- Opening Delimiter -

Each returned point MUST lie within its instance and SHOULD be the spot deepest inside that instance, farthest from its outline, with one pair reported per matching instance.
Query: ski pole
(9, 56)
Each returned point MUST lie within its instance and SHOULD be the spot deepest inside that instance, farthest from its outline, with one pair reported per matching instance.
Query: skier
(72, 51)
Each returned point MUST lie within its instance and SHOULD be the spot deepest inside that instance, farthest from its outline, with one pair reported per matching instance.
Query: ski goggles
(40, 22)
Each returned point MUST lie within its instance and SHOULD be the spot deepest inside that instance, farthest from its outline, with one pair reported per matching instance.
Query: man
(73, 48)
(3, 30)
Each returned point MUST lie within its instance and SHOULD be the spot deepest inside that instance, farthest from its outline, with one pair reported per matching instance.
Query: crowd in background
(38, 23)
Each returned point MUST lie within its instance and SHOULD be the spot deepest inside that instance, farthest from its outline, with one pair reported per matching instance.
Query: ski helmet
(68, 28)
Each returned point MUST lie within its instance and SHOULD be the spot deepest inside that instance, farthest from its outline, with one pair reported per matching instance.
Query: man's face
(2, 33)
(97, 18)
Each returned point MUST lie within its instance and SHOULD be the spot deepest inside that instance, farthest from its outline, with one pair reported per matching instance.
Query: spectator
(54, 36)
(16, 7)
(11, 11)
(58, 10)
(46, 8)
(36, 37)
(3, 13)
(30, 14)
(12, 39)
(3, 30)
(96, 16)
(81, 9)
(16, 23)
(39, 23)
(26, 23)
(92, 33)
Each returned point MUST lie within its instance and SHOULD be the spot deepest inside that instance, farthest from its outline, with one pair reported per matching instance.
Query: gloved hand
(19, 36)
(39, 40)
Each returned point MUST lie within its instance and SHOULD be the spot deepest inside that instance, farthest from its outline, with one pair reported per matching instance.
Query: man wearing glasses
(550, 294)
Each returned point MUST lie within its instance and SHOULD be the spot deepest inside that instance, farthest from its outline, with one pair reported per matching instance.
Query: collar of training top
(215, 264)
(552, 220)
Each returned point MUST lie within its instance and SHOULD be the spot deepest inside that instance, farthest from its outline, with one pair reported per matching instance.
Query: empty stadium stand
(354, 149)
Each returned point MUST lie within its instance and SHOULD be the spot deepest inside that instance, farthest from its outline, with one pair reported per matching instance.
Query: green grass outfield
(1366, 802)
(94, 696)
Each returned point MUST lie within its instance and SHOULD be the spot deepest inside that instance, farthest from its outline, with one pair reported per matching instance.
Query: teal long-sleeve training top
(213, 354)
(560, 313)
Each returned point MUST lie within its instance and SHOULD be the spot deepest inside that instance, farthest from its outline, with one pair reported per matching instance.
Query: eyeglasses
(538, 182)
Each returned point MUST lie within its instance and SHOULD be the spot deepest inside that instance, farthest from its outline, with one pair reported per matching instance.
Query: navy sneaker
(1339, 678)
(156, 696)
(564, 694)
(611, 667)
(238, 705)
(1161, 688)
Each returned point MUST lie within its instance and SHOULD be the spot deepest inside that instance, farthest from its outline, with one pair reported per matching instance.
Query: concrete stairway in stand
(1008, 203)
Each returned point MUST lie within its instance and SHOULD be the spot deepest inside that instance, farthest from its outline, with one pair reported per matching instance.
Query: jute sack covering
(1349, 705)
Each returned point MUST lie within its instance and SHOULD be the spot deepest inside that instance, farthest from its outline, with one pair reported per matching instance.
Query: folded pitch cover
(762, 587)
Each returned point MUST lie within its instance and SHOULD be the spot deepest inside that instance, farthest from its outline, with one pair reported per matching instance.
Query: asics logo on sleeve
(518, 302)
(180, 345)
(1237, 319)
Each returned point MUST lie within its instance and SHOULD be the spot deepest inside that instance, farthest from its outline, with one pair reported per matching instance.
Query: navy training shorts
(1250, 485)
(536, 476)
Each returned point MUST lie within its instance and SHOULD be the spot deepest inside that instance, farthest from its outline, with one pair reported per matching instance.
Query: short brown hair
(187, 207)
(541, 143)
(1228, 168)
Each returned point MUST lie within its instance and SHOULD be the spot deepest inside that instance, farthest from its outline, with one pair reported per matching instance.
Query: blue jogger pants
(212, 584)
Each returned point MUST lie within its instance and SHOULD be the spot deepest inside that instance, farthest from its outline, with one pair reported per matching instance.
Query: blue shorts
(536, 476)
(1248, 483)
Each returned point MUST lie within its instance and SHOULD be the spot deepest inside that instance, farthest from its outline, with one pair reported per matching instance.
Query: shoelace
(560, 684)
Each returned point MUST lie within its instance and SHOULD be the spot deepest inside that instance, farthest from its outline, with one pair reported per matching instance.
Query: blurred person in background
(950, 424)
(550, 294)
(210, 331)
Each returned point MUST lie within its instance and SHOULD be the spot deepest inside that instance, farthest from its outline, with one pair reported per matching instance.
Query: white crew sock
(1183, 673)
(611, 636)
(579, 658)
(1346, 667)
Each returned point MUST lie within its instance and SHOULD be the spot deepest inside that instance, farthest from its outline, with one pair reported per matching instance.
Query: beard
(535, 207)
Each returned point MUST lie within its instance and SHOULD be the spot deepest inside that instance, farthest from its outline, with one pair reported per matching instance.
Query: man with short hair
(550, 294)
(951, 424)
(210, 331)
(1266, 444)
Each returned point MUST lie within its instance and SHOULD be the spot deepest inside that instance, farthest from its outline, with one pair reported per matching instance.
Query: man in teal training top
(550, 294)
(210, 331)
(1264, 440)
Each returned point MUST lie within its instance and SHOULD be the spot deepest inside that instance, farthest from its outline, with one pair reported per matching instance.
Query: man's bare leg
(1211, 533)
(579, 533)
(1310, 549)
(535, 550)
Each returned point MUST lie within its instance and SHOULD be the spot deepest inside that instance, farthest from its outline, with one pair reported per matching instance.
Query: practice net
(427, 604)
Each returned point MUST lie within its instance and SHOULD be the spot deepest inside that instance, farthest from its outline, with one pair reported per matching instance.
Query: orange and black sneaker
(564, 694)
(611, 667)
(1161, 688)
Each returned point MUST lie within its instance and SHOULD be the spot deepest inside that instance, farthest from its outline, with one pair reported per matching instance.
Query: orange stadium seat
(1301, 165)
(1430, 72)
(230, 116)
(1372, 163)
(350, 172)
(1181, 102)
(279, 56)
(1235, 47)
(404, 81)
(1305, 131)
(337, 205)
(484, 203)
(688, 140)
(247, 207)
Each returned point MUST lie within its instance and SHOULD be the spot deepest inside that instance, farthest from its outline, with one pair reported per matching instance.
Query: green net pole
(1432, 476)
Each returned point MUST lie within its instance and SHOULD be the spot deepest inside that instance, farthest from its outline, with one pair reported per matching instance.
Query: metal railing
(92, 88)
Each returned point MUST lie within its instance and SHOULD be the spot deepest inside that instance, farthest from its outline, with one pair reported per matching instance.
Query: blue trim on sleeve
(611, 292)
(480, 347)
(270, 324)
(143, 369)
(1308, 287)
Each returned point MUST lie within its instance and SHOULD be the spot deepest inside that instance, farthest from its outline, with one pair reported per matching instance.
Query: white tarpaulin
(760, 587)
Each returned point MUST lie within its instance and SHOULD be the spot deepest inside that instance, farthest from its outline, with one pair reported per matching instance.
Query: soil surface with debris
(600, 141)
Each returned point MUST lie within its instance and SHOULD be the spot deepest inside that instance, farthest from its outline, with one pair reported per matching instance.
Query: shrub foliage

- Closing Delimiter -

**Brief**
Provide an exact reproduction of all the entries shown above.

**Expected output**
Each returned point MUST lie within its instance and SHOULD be the spot deepest inside that instance, farthest from its outline, with one pair reported per matching instance.
Query: ski pole
(9, 56)
Each returned point MUST lie within its instance and SHOULD be the spot deepest inside that instance, farthest from its outline, with one pair reported per matching instance.
Query: skier
(72, 51)
Each returned point MUST lie within its instance and SHOULD be the spot deepest inside that instance, farthest from its outline, with one pair reported per matching instance.
Query: ski goggles
(40, 22)
Each returned point MUST lie within its instance and SHOULD be the spot deepest inside that instance, farthest from its outline, with one pair reported per matching instance.
Query: man
(73, 48)
(3, 30)
Each returned point MUST lie within its instance and SHOULD be the spot deepest inside that instance, farthest from its outline, with one pair reported per matching instance.
Query: crowd in background
(38, 23)
Each returned point MUST lie within its instance and SHOULD be the spot deepest inside that instance, farthest from its outline, with one pair reported per matching instance.
Query: ski helmet
(68, 28)
Each returned point MUST lie within its instance and SHOULD be the spot deepest inside that instance, farthest from its outline, with one pair reported per matching instance.
Query: man's face
(2, 33)
(97, 18)
Each returned point MUST lie within its instance and SHOULD be the spot deepest inside that instance, farthest from its outline, with one pair reported per matching instance.
Query: spectator
(54, 36)
(16, 7)
(11, 11)
(58, 10)
(46, 8)
(36, 37)
(3, 13)
(30, 14)
(12, 39)
(3, 30)
(96, 16)
(81, 9)
(16, 23)
(39, 23)
(26, 23)
(92, 33)
Each returned point MUST lie within its instance and SHOULD be the spot deepest inside that instance, farthest from its outline, with one pair reported per matching instance.
Query: gloved hand
(19, 36)
(39, 40)
Each returned point MUST lie within its instance and SHOULD be the spot deepest inside that instance, farthest from its outline, with one pair reported per matching instance.
Query: man wearing glasses
(550, 294)
Each returned point MUST lie within its instance and SHOULD be the spot deepest inside that instance, farthest from its outline, with one pair reported per matching instance.
Query: collar of training top
(215, 264)
(552, 220)
Each returned point MUST lie within its instance and SHOULD be the spot deepest inside that instance, farthest from its outline, with one pair reported per matching instance.
Query: empty stadium stand
(354, 149)
Each returned point MUST lie within its instance and SHOULD be the spot deepest inside that instance, farthest from its outline, with one pair reported per matching instance.
Query: green grass outfield
(1366, 802)
(94, 696)
Each returned point MUST lie within its instance and SHOULD be the spot deepest inside that instance, farthest from its outline, with one pair reported per matching instance.
Query: teal long-sleeve training top
(213, 354)
(560, 313)
Each returned point MUST lie within its instance and SHOULD be the spot deepest inside that instance, farthest from its outline, with one pair reported per matching instance.
Query: eyeglasses
(538, 182)
Each returned point MUST lie within its instance and SHOULD be the spot deepest inside that instance, farthest from its outline, with one pair reported per matching instance.
Query: navy sneaker
(1339, 678)
(156, 696)
(564, 694)
(611, 667)
(238, 705)
(1161, 688)
Each returned point MUST lie within its instance and SHOULD be the spot deepest inside that instance, farthest from its outline, with one pair reported per matching instance.
Query: concrete stairway in stand
(1008, 203)
Each returned point MUST lie within its instance and SHOULD be the spot deepest inside that instance, farthest from its outline, with one pair reported per matching instance.
Query: jute sack covering
(1349, 705)
Each returned point MUST lie within its instance and SHOULD be the spot deepest inside that instance, farthest from its outline, with one pair reported per matching instance.
Query: folded pitch cover
(762, 587)
Each returned point MUST lie within its instance and SHOULD be the spot deepest inside that instance, farthest from its outline, with one pair reported per matching instance.
Query: asics logo on sleeve
(518, 302)
(180, 345)
(1237, 319)
Each returned point MUST lie within its instance and SHOULD be the spot deepest inside that instance, farthest from its outline, with one pair reported per matching instance.
Query: navy training shorts
(1250, 485)
(536, 476)
Each returned point MUST lie within its instance and SHOULD be the spot deepest inside that instance, farthest from its outline, with one pair reported per matching instance.
Query: short brown hair
(187, 207)
(541, 143)
(1228, 168)
Each returned point MUST lie within its instance and SHOULD be the spot deepest inside that instance, farthest from its outline, with one pair reported per matching instance.
Query: blue jogger pants
(212, 584)
Each returned point MUST lie within its instance and SHOULD be the spot deepest inside that instance, farthest from its outline, with one pair reported per matching instance.
Query: blue shorts
(536, 476)
(1248, 483)
Each returned point MUST lie within its instance and SHOULD be the spot deepest inside that instance, farthest from its outline, with one pair reported per matching instance.
Query: shoelace
(560, 684)
Each returned point MUST lie within its instance and SHOULD be the spot deepest inside that instance, farthest from its outline, with one pair reported per matching instance.
Query: blurred person in background
(950, 424)
(550, 294)
(210, 331)
Each returned point MUST lie within its instance and SHOULD be the spot deepest inside that instance, farthest from its outline, with one pair reported per matching instance.
Query: white crew sock
(1183, 673)
(611, 636)
(579, 658)
(1346, 667)
Each returned point MUST lie within its instance and SHOULD be the spot deepest inside that instance, farthest from its outline, with one pair reported per matching instance.
Query: beard
(535, 207)
Each returned point MUST lie within its instance and SHOULD be the spot deepest inside that instance, farthest from its outline, with one pair reported per matching instance.
Query: man with short hair
(550, 294)
(951, 424)
(210, 331)
(1266, 444)
Each returned point MUST lie within its instance and SHOULD be the spot deepest inside that instance, farthest from its outline, with one pair reported per matching instance.
Query: man in teal training top
(550, 294)
(210, 331)
(1264, 440)
Each returned point MUST lie within its instance and SHOULD be the spot deepest inside that instance, farthest from its outline, with one pair reported per matching instance.
Query: man's bare leg
(1211, 533)
(579, 533)
(1310, 549)
(535, 550)
Each returned point MUST lie within its instance and SHOULD be the spot deepest inside that instance, farthest from its outline, with one pair reported per matching instance.
Query: practice net
(427, 604)
Each returned point MUST lie within its instance and SHOULD be the spot deepest inside that instance, farthest from its outline, with one pair reported per matching instance.
Query: orange and black sneaker
(564, 694)
(611, 667)
(1161, 688)
Each returned point MUST lie within its instance and SHOULD be the spot deepest inside that instance, farthest from its outline, with one pair reported per matching instance.
Query: orange stadium seat
(1301, 165)
(1430, 72)
(230, 116)
(1372, 163)
(350, 172)
(1181, 102)
(279, 56)
(1235, 47)
(404, 81)
(1305, 131)
(337, 205)
(484, 203)
(688, 140)
(247, 207)
Each returned point MUST lie within its instance and SHOULD be the spot deepest inside that instance, farthest from its outline, with one pair reported per matching instance.
Query: green net pole
(1432, 476)
Each returned point MUST lie within its instance and SHOULD be the spot deepest inside that instance, farthest from its outline, with one pair reported per matching instance.
Query: metal railing
(92, 88)
Each returned point MUST lie within its instance and SHOULD be the spot deepest inside that instance, farthest from its outline, with one pair reported per matching instance.
Query: blue trim on sleeve
(611, 292)
(480, 347)
(270, 324)
(143, 369)
(1308, 287)
Each returned point MUST lie within its instance and SHOULD be the spot deepest inside that instance, farthest from its outline, with one pair reported per matching instance.
Query: white tarpaulin
(760, 587)
Each returned point MUST lie within its instance and SHOULD be the spot deepest inside that instance, farthest from its outline, with one pair reported per matching instance.
Query: soil surface with debris
(600, 141)
Each returned point MUST lie within its instance and SHOULD be the spot deepest inside that instance, farthest from its outline, with one pair reported per matching instance.
Query: shrub foliage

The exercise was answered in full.